PROBLEM STATEMENT: Check which lines in the records hold "scaffold" and report how many there are, with no other text.

= = = = = = =

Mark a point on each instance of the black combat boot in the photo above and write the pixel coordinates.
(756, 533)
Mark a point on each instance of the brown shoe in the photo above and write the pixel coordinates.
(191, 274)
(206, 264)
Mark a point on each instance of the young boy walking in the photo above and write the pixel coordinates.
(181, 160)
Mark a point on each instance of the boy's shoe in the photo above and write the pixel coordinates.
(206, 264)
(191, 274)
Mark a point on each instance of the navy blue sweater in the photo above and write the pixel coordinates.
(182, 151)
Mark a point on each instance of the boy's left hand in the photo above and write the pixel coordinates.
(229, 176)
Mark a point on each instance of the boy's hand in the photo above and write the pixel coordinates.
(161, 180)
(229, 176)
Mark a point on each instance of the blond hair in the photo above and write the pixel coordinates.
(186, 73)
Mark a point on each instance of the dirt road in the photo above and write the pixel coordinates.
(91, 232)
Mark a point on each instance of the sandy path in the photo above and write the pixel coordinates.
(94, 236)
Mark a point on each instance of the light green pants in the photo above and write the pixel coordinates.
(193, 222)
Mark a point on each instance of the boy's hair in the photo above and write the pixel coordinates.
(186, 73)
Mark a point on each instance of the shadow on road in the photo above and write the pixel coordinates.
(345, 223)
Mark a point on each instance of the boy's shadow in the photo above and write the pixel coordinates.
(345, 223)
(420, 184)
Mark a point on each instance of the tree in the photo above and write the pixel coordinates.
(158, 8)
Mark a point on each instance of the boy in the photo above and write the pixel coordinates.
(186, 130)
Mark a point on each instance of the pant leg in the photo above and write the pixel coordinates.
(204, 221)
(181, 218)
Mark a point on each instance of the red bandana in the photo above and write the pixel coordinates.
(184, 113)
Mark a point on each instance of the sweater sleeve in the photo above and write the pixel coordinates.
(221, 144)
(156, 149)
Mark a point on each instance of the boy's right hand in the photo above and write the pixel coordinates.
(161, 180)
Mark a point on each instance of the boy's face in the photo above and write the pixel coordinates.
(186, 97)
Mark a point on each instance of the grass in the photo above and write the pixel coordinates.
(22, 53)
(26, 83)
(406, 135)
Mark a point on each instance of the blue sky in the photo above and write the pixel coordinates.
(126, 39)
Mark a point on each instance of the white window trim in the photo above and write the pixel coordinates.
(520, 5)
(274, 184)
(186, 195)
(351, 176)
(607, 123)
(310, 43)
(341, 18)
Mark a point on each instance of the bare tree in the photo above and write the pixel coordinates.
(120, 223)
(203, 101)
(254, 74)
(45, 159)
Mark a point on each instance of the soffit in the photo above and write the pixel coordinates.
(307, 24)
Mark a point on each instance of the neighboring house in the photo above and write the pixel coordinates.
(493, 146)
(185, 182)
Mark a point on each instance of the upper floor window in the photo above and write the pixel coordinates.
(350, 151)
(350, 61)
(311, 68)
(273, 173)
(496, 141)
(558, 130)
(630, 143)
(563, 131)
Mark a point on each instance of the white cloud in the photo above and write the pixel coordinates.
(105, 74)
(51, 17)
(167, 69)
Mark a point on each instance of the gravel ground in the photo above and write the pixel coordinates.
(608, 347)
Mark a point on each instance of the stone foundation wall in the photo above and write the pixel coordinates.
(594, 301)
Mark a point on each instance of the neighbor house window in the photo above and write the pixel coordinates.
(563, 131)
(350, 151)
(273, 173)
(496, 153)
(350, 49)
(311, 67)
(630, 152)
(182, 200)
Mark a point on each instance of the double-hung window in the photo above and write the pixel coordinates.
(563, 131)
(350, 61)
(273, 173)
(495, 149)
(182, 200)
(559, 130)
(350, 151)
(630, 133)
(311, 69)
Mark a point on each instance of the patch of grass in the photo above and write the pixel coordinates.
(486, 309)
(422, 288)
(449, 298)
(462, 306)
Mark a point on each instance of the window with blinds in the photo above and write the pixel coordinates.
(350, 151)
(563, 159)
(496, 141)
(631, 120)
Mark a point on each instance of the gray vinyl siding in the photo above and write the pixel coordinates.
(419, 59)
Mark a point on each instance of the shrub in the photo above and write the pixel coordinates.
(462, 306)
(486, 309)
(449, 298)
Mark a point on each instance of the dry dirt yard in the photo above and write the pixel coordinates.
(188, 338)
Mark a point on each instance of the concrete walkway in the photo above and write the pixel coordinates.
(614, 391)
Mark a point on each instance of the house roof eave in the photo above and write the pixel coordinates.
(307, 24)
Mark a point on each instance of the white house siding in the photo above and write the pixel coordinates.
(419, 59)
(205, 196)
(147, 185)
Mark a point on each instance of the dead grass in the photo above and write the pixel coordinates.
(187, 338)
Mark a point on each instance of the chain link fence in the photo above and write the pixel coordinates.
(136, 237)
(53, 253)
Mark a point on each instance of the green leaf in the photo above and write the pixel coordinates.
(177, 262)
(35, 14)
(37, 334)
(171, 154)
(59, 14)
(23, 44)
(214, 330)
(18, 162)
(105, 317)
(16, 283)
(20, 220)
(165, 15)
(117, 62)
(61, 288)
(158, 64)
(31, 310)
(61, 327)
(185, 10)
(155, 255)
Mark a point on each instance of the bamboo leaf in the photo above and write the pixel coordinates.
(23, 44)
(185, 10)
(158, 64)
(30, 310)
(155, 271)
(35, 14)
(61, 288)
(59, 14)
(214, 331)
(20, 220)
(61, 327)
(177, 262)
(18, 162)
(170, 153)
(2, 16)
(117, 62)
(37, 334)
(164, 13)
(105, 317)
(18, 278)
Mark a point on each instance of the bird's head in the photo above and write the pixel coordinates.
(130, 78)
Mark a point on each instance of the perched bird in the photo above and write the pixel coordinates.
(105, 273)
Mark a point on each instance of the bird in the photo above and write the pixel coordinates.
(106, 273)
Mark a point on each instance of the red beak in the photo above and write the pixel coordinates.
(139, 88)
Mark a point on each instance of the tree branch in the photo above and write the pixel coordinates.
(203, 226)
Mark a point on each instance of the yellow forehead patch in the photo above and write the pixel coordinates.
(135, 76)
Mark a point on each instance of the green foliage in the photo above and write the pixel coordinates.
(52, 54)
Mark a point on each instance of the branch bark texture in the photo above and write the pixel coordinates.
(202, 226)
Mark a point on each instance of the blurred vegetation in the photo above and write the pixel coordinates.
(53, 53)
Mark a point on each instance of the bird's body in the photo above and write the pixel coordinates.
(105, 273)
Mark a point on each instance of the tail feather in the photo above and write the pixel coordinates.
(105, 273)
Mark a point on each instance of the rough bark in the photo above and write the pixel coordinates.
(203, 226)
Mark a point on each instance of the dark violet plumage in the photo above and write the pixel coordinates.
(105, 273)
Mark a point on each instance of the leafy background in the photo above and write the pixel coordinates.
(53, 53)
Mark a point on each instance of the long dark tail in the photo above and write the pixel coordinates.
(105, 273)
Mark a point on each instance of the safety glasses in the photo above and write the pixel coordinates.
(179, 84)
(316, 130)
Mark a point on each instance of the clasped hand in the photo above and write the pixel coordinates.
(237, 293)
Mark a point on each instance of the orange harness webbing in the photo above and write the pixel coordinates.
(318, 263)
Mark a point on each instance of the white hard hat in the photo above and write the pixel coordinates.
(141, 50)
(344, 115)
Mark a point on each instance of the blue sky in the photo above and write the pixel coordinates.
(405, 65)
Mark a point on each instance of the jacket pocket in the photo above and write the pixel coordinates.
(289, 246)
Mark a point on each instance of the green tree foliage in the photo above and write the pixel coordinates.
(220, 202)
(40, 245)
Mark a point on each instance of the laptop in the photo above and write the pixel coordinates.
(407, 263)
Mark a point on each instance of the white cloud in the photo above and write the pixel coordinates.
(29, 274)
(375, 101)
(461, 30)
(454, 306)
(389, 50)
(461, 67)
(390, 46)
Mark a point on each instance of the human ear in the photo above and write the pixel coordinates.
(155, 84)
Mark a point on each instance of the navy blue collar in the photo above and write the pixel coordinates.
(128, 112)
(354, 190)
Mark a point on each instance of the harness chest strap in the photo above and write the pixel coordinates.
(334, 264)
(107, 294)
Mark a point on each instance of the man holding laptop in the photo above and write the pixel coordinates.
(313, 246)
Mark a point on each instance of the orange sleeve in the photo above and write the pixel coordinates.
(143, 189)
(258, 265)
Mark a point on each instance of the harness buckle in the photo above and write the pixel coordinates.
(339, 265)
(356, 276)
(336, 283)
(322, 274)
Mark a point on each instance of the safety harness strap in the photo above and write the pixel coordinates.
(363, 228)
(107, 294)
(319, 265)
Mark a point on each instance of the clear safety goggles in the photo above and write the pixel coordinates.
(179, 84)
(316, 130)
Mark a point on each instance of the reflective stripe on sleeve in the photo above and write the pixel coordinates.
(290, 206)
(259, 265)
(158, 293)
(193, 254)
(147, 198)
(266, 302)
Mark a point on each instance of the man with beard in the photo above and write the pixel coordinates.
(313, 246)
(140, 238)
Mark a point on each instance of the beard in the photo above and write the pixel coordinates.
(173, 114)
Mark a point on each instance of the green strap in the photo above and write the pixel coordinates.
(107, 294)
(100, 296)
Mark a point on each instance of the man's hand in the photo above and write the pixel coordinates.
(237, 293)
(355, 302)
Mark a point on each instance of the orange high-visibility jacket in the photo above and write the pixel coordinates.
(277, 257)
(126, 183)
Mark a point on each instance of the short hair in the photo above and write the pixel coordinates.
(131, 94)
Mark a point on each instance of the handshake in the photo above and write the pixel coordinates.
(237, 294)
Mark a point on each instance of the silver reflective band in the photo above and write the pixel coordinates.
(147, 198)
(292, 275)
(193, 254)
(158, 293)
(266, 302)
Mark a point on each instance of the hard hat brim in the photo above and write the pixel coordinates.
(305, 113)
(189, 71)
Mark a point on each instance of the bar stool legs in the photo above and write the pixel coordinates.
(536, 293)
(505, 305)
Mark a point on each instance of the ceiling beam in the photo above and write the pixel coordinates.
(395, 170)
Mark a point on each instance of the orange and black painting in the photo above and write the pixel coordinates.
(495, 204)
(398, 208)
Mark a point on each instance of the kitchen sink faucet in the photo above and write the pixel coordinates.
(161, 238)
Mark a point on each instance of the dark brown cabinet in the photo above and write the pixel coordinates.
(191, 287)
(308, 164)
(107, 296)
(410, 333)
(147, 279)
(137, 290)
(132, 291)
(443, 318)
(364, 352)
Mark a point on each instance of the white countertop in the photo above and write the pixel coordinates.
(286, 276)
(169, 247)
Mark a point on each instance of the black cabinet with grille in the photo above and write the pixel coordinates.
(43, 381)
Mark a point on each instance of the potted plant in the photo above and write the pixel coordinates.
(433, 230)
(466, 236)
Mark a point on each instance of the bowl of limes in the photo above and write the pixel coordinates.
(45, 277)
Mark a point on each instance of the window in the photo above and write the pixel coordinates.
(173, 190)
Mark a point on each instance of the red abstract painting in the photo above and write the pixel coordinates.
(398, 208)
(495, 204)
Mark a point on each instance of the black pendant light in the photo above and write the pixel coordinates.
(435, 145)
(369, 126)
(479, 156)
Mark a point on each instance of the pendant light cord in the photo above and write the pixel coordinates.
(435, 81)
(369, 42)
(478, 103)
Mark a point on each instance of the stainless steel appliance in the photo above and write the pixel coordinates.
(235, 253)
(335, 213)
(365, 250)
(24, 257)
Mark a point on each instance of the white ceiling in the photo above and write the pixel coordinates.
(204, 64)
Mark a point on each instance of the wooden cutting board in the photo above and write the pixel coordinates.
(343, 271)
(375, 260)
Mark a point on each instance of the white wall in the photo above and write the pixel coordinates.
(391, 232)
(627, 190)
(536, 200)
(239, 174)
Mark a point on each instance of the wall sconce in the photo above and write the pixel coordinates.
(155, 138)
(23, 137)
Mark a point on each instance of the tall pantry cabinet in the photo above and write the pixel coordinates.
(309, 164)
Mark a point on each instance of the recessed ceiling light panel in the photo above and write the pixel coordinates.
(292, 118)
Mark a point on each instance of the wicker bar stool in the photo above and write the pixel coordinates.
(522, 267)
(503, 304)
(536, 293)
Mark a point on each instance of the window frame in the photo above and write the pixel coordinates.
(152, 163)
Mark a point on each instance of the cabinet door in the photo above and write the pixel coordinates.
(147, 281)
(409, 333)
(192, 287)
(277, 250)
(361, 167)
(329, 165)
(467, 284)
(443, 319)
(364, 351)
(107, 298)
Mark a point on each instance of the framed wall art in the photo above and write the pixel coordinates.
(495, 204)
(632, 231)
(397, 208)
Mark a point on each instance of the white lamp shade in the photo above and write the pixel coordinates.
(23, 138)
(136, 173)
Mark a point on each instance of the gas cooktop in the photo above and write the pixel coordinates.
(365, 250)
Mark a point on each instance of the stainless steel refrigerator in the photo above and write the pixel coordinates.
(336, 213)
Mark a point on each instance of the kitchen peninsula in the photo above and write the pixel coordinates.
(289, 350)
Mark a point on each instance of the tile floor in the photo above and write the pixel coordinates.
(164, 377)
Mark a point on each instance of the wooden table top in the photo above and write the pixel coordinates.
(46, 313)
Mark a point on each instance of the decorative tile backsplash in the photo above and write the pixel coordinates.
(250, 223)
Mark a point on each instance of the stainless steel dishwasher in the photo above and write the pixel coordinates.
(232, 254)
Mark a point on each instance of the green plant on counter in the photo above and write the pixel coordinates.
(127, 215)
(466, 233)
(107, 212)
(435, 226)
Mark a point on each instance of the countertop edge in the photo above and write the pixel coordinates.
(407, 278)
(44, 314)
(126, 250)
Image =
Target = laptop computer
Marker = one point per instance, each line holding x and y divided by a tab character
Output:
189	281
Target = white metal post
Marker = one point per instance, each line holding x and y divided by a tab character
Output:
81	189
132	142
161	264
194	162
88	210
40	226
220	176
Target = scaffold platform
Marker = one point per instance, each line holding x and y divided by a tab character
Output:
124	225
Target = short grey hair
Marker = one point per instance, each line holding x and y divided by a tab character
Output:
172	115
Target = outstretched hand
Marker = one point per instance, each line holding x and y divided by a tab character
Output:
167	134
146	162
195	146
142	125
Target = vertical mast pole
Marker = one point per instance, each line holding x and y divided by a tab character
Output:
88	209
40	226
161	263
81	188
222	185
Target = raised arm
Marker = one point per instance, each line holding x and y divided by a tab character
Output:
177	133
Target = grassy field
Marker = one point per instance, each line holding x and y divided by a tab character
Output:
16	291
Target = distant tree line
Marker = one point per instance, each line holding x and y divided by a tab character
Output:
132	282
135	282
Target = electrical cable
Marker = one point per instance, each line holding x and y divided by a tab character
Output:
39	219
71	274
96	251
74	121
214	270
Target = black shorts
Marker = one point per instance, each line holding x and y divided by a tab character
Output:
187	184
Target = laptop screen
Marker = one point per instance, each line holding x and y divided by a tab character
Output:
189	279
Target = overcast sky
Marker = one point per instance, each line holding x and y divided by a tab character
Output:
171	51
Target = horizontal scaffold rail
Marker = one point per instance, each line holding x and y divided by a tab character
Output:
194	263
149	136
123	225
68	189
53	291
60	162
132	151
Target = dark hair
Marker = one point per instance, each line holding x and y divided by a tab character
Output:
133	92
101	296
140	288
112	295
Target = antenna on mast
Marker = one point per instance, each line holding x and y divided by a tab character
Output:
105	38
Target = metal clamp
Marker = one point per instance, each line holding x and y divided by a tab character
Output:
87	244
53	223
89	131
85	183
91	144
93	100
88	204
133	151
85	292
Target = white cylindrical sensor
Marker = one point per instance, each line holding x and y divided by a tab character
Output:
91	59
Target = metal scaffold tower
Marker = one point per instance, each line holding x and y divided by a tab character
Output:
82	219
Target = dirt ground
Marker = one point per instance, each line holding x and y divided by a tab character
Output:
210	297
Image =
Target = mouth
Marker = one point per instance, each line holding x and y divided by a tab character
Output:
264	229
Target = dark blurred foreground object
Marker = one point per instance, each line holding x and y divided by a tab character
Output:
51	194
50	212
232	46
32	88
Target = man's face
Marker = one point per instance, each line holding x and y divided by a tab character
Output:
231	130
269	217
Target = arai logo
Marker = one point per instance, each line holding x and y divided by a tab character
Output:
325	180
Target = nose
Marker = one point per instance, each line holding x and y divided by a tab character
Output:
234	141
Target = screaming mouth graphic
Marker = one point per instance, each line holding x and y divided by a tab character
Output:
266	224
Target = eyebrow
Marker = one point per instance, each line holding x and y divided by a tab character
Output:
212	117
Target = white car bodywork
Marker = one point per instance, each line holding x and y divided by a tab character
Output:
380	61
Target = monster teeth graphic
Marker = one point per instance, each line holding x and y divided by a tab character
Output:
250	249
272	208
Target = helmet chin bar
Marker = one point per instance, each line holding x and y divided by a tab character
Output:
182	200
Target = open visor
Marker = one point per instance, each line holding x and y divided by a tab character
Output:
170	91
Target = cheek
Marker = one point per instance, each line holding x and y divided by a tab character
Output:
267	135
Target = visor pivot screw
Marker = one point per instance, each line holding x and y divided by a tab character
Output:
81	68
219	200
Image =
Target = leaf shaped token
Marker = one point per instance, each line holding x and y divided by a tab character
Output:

= = = = = = =

SOLUTION TO THIS PROBLEM: 3